Exercice A: Relevez chaque ligne de la liste qui contient la chaîne «background», en respectant la casse.

Le 8 novembre 2017, à 10 jours de la fête de l’indépendance, le Maroc est entré dans la cour des grands en matière spatiale, en lançant depuis la Guyane son propre satellite d’observation, le «Mohammed VI-A», ou «Moroccan EO Sat1», de son nom technique. Ce satellite est en fait la première composante d’un système d’imagerie spatiale baptisé «Pleiades», capable de fournir des clichés de n’importe quel point du globe terrestre en moins de 24 heures. Ce nouveau satellite d’observation dispose selon les spécialistes d’une capacité qui lui permet de fournir des images et photographies en très haute résolution. Seuls deux pays du continent africain disposaient jusque-là de satellites mis en orbite, à savoir l’Afrique du Sud et l’Egypte.
Ce lancement est une nouvelle étape franchie par le Maroc dans le développement des hautes technologies dans le pays, et le Royaume a toujours eu, de son histoire, un féroce appétit pour l’acquisition de technologies de pointe, notamment dans le domaine des télécommunications. Bien évidemment, le pays ne dispose pas de moyens équivalents à ceux des économies plus avancées, mais, autant qu’il a pu, il s’est toujours attaché à rester dans la course à la technologie.
Les réseaux, ossature des télécommunications
C’est sous le règne de Feu le Roi Mohamed V que le Ministère des Postes Télégraphes et Téléphones a été créé pour la première fois, le 26 octobre 1956, quelques mois seulement après la proclamation officielle de l’indépendance, le 2 mars de cette année. Le Royaume a déjà fait ses premiers pas dans le domaine des télécommunications, avec notamment une première liaison téléphonique installée en 1883 à Tanger, et la liaison automatique interurbaine mise en place en 1932.
Mais un pays ne doit pas seulement développer la communication en son sein ; il doit pouvoir également s’ouvrir au reste du monde. Depuis les années 60, le satellite reste, par excellence, le moyen le plus adéquat pour la télévision, grand consommateur de canaux satellitaires, pour la diffusion ou encore pour assurer une transmission depuis des lieux difficiles d’accès. C’est pourquoi la communication satellitaire fut introduite au Maroc en 1968, et le Maroc inaugura la première Station Terrienne des Télécommunications par satellites à Sehoul, dans la région de Rabat, en janvier 1970.

Exercice B: Selon le texte sur les télécommunications au Maroc, en quelle année et dans quelle ville la première liaison téléphonique du pays a-t-elle été installée ?

Données fournies:
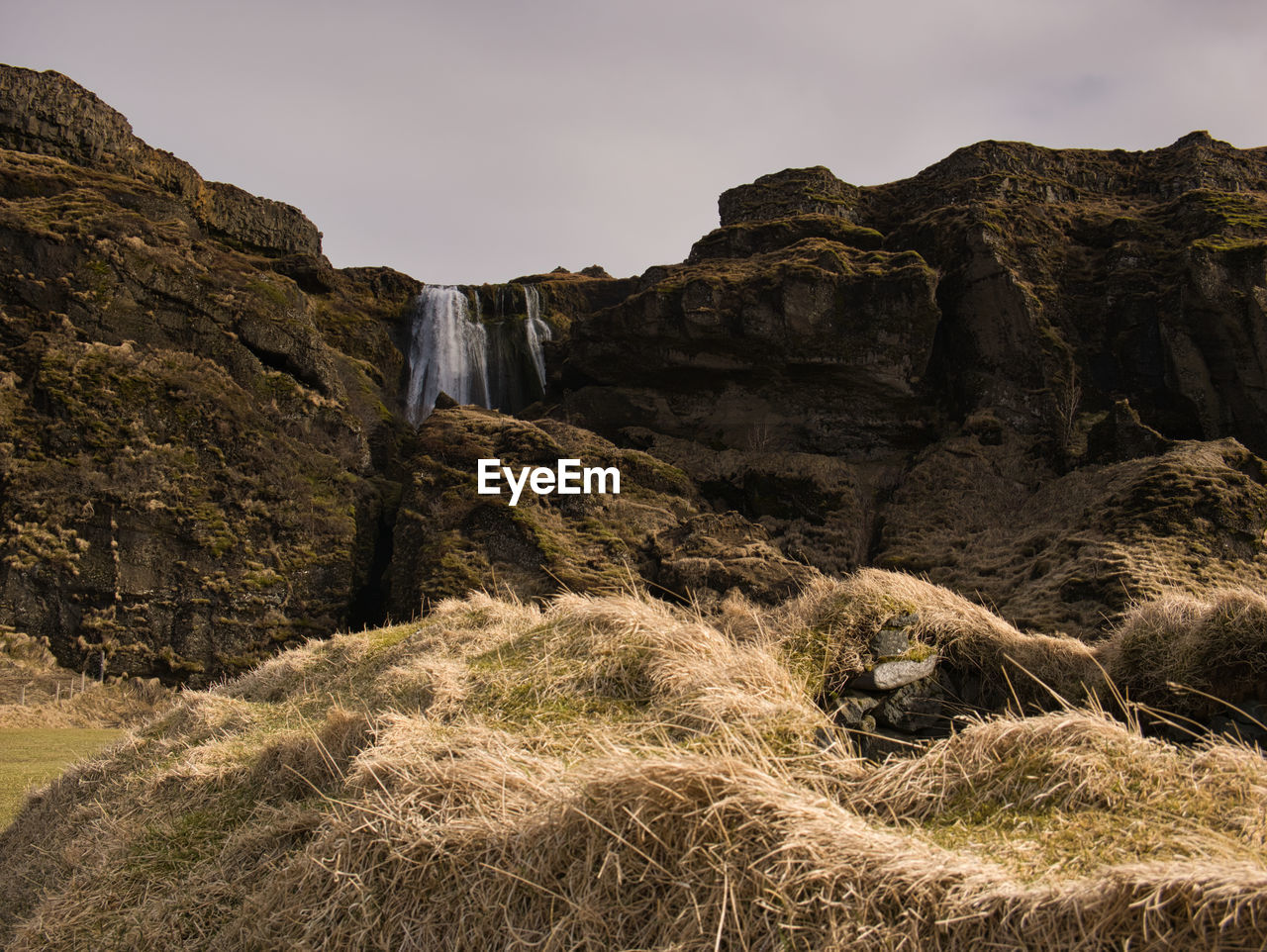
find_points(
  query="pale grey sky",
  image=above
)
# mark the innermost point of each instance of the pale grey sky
(478, 141)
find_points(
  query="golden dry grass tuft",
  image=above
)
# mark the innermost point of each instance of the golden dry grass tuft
(1216, 644)
(831, 621)
(615, 772)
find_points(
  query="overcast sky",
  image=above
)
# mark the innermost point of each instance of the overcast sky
(478, 141)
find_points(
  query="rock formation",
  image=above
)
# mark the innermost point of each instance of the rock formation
(1034, 375)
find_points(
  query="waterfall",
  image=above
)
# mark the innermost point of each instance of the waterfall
(447, 352)
(476, 357)
(536, 331)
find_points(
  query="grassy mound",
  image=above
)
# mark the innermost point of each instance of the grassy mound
(614, 772)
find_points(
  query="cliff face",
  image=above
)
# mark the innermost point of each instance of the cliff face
(46, 114)
(963, 352)
(194, 403)
(1034, 375)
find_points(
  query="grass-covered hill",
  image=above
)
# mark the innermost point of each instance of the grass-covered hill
(607, 772)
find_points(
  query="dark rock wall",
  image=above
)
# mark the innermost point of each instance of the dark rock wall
(1034, 375)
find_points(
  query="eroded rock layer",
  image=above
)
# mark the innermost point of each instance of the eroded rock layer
(1036, 376)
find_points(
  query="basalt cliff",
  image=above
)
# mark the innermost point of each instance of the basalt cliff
(1035, 376)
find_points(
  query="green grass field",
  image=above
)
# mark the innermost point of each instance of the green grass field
(35, 755)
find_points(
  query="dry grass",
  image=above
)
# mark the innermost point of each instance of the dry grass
(37, 693)
(1217, 644)
(832, 620)
(612, 772)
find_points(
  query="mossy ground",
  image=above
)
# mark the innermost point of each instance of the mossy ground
(618, 772)
(31, 757)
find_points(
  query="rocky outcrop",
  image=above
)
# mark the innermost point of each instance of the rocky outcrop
(197, 444)
(1034, 375)
(48, 114)
(450, 539)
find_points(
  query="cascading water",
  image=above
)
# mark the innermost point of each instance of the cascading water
(447, 352)
(536, 331)
(494, 361)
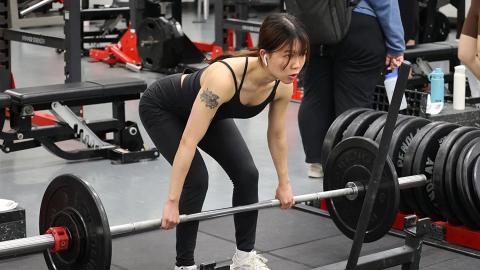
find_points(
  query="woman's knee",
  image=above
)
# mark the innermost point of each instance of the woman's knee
(197, 180)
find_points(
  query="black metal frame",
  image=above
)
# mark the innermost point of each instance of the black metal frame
(224, 20)
(407, 255)
(70, 43)
(139, 7)
(431, 9)
(97, 37)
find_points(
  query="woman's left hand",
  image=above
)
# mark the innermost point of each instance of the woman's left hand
(285, 196)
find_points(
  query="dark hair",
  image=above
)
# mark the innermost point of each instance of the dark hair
(277, 30)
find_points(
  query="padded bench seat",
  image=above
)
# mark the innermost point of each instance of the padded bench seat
(4, 100)
(433, 51)
(80, 92)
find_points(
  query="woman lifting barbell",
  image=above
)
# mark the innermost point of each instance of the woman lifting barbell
(181, 112)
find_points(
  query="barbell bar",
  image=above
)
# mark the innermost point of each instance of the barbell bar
(40, 243)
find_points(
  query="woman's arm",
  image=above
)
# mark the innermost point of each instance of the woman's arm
(277, 142)
(388, 15)
(469, 45)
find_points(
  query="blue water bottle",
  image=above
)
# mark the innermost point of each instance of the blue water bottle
(437, 85)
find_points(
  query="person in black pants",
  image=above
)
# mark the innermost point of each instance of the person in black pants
(183, 112)
(343, 76)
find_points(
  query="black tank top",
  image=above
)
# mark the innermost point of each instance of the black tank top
(232, 108)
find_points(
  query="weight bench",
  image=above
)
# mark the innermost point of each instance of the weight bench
(126, 145)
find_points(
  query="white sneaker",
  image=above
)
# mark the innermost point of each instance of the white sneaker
(192, 267)
(315, 170)
(248, 261)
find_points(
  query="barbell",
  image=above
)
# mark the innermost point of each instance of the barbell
(78, 236)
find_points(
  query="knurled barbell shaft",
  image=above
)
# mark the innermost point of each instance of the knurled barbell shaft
(26, 246)
(40, 243)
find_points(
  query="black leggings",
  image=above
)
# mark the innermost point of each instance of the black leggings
(225, 144)
(343, 77)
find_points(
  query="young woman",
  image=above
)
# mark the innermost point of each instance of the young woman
(183, 112)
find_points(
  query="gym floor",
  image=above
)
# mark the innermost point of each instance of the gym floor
(290, 239)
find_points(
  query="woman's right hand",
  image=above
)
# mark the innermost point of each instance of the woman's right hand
(171, 216)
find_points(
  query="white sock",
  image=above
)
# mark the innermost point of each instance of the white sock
(241, 255)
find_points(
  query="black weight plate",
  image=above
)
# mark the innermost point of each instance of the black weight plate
(400, 119)
(352, 160)
(465, 162)
(476, 181)
(361, 123)
(401, 139)
(439, 173)
(375, 127)
(70, 200)
(337, 128)
(449, 177)
(408, 162)
(423, 164)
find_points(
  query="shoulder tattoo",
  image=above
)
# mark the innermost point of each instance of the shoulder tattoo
(210, 99)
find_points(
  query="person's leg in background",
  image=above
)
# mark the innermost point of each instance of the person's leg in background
(359, 61)
(166, 129)
(316, 111)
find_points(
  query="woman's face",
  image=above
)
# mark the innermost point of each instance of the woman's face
(286, 63)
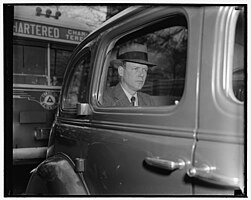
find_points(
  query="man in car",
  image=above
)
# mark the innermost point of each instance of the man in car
(132, 65)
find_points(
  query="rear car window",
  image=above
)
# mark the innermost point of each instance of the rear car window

Corrigé complet A:
  query="person's leg in background",
# mark the innermost point of each instance of the person's leg in background

Corrigé complet B: En 1883, à Tanger.